#### Rows
************
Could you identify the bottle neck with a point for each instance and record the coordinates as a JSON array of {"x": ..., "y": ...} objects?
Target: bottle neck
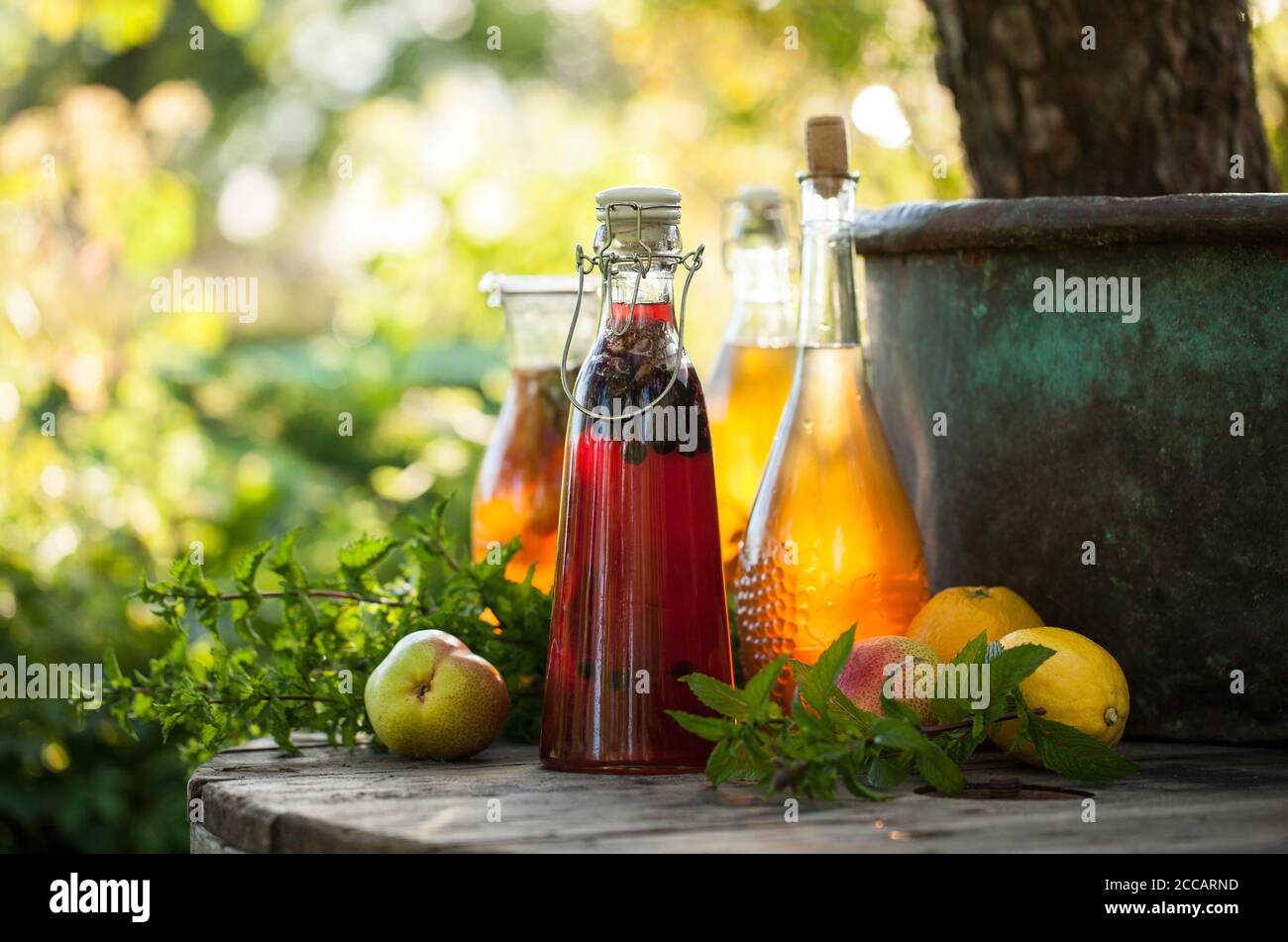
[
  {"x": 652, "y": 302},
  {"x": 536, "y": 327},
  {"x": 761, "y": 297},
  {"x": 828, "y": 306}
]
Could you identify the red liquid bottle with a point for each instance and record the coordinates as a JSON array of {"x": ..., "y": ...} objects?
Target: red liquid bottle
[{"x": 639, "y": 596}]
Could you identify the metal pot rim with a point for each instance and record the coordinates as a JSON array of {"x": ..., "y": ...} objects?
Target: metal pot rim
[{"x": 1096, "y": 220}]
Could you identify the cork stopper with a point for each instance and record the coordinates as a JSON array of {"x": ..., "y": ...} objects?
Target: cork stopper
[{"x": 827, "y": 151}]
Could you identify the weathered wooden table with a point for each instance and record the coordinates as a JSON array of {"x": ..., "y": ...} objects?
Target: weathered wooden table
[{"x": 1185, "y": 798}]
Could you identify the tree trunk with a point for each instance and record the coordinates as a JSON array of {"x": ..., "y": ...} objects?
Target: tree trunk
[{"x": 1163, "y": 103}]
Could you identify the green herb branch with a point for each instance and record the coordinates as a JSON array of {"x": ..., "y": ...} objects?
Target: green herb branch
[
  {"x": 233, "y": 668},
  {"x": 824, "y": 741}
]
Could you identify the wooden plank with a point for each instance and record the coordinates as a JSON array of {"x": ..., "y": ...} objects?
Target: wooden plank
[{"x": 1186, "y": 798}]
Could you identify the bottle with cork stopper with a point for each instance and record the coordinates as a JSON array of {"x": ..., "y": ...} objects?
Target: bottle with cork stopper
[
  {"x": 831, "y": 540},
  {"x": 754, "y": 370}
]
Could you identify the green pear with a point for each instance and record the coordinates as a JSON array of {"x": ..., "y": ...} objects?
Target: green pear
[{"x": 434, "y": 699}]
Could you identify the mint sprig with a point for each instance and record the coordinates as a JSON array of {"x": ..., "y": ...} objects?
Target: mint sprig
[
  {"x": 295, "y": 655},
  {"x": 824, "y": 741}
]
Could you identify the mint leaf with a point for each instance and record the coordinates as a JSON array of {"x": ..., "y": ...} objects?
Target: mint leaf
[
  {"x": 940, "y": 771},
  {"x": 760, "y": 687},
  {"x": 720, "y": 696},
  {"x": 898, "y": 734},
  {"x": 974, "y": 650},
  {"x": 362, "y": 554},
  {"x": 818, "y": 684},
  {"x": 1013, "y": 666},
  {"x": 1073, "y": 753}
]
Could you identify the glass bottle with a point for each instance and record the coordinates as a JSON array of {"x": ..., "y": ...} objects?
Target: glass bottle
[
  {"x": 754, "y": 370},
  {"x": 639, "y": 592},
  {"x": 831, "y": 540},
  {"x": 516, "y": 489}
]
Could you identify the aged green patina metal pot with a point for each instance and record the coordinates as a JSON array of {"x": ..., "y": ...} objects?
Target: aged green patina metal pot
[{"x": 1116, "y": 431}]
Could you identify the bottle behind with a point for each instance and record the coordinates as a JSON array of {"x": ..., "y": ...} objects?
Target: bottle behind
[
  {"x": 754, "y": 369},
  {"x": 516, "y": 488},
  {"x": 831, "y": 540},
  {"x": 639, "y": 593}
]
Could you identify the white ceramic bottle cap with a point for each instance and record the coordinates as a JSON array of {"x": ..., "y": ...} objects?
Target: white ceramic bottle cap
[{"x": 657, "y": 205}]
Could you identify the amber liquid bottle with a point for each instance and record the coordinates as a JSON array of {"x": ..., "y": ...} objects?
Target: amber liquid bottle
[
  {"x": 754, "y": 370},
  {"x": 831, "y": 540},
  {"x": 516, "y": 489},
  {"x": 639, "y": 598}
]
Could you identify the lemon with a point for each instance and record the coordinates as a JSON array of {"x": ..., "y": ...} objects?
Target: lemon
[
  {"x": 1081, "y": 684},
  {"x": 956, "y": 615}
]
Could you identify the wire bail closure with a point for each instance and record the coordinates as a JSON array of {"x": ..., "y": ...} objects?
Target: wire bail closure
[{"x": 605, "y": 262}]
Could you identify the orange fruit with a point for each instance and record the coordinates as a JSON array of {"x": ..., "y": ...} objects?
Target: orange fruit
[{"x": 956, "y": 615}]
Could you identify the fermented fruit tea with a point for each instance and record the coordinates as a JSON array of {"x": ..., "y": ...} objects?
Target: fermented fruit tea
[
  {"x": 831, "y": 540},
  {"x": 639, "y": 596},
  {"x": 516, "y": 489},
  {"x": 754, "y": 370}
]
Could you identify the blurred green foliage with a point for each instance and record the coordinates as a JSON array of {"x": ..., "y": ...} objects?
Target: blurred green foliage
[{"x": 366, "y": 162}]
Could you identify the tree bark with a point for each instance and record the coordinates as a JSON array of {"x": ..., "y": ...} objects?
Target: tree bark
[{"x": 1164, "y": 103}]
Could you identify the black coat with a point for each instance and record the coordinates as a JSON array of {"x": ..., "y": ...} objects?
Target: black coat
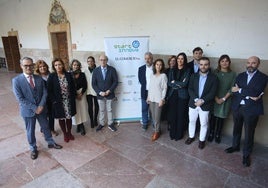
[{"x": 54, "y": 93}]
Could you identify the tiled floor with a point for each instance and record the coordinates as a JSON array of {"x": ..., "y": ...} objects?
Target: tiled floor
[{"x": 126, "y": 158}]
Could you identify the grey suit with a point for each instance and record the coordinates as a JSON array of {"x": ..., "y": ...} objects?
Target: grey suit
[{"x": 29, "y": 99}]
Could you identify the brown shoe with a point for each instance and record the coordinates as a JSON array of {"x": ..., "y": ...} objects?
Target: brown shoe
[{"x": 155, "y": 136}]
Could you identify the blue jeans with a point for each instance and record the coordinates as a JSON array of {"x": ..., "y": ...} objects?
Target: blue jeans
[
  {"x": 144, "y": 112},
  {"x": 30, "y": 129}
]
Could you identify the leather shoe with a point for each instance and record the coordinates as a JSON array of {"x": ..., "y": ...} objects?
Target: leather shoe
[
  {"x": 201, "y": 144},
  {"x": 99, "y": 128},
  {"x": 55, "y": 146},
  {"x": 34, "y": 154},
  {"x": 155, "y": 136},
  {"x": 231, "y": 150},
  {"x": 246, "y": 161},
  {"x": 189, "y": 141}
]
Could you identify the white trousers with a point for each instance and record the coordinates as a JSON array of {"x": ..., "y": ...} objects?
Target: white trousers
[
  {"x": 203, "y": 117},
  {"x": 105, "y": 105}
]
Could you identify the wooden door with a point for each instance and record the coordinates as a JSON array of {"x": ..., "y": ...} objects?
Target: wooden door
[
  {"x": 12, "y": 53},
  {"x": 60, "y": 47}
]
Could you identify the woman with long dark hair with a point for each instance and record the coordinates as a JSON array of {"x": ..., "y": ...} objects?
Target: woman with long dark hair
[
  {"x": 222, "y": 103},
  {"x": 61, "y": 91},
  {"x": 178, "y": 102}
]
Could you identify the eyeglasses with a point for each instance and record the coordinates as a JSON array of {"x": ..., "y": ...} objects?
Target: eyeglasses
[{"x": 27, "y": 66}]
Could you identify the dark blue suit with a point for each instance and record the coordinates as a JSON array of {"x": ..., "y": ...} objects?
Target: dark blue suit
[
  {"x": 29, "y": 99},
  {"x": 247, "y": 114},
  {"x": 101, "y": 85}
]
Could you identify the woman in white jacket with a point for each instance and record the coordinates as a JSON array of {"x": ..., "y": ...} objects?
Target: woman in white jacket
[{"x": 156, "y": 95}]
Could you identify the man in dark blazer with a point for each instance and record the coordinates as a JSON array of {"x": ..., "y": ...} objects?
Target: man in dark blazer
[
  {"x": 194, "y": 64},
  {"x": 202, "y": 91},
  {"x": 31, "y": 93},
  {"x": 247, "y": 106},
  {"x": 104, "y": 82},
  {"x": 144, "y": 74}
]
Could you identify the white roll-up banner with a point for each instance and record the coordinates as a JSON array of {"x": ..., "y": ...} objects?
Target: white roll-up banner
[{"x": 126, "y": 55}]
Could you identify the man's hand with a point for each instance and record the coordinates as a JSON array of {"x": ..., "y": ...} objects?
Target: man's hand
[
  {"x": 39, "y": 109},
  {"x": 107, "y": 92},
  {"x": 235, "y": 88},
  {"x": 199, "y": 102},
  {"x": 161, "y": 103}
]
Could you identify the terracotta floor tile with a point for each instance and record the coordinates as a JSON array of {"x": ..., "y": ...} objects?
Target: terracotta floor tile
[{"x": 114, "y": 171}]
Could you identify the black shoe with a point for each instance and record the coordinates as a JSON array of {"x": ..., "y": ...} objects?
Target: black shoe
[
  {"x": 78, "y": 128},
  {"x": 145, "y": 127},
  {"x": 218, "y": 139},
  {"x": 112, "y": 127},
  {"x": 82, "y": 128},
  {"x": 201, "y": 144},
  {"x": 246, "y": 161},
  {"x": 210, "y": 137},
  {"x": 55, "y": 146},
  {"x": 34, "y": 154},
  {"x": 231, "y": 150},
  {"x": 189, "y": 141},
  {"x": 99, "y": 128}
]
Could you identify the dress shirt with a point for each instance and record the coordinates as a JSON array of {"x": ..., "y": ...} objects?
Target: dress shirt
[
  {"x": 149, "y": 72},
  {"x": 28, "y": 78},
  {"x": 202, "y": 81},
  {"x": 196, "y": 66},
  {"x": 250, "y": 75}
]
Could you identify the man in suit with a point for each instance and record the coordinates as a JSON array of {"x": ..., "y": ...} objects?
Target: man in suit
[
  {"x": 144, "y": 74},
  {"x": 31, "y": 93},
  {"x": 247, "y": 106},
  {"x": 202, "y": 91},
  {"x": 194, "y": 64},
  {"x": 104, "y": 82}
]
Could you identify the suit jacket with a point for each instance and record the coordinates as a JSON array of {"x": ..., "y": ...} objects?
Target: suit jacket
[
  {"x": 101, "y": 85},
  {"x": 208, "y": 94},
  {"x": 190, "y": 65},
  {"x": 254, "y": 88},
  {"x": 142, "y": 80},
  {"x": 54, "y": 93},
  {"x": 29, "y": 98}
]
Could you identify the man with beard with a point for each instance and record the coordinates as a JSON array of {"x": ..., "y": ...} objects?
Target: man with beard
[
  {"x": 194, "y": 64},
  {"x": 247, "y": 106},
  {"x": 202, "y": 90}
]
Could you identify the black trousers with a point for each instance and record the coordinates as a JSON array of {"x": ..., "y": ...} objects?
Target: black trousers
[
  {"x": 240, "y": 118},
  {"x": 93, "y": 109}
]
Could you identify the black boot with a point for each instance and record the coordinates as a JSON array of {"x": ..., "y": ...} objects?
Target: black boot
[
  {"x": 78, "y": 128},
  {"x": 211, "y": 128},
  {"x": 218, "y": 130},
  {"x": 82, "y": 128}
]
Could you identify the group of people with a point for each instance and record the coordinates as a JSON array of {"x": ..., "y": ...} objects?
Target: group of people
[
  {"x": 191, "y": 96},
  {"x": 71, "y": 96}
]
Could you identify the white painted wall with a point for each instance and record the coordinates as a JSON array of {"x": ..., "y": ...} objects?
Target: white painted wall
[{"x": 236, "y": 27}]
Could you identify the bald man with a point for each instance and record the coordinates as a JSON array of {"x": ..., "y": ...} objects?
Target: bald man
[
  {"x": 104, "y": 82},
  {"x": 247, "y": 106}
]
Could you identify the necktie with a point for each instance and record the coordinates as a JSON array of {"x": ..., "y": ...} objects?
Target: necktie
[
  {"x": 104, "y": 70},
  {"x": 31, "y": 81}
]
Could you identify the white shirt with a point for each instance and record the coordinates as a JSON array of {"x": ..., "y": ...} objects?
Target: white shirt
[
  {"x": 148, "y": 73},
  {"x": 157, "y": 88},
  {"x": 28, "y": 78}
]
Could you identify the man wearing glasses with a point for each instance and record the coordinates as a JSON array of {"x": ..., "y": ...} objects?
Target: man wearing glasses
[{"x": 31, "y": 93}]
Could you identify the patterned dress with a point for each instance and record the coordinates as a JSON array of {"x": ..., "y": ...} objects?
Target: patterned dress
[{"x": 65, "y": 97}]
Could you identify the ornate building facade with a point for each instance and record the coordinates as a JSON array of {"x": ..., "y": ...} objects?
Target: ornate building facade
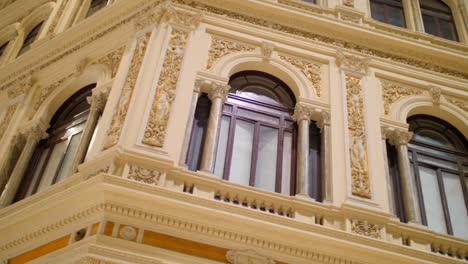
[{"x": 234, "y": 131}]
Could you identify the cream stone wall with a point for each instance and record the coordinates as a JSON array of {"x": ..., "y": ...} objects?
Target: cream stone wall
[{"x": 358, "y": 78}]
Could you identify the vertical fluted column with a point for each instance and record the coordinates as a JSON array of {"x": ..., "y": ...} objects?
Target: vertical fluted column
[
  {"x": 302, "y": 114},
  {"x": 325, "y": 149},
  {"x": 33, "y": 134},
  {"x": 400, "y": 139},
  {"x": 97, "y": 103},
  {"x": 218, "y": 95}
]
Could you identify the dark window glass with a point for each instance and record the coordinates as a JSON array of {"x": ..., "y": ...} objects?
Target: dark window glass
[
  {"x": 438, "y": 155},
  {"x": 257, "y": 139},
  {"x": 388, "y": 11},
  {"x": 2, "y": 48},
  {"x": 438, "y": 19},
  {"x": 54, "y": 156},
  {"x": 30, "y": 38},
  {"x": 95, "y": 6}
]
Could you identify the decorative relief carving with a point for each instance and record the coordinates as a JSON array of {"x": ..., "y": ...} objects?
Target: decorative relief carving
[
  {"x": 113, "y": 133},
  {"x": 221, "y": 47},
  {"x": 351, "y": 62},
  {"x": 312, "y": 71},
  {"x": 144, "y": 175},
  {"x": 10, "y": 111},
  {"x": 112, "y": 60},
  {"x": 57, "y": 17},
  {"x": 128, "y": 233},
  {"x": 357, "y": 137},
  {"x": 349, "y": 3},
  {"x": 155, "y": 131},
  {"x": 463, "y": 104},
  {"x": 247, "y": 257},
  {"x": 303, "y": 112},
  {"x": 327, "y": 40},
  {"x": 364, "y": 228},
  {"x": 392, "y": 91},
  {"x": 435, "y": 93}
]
************
#### Instructions to follow
Begin with the line that contains "Could you identify the decorative" and quote each line after it exactly, stopping after the last line of the data.

#### Right answer
Could you identify the decorative relief carving with a point for each instance and record the coordinates as a JSON array of {"x": ..., "y": ...} objects?
Target: decorative relief carving
[
  {"x": 113, "y": 133},
  {"x": 221, "y": 47},
  {"x": 351, "y": 62},
  {"x": 312, "y": 71},
  {"x": 144, "y": 175},
  {"x": 10, "y": 111},
  {"x": 112, "y": 60},
  {"x": 57, "y": 17},
  {"x": 128, "y": 233},
  {"x": 357, "y": 137},
  {"x": 349, "y": 3},
  {"x": 155, "y": 131},
  {"x": 463, "y": 104},
  {"x": 247, "y": 257},
  {"x": 303, "y": 112},
  {"x": 327, "y": 40},
  {"x": 364, "y": 228},
  {"x": 392, "y": 91},
  {"x": 435, "y": 93}
]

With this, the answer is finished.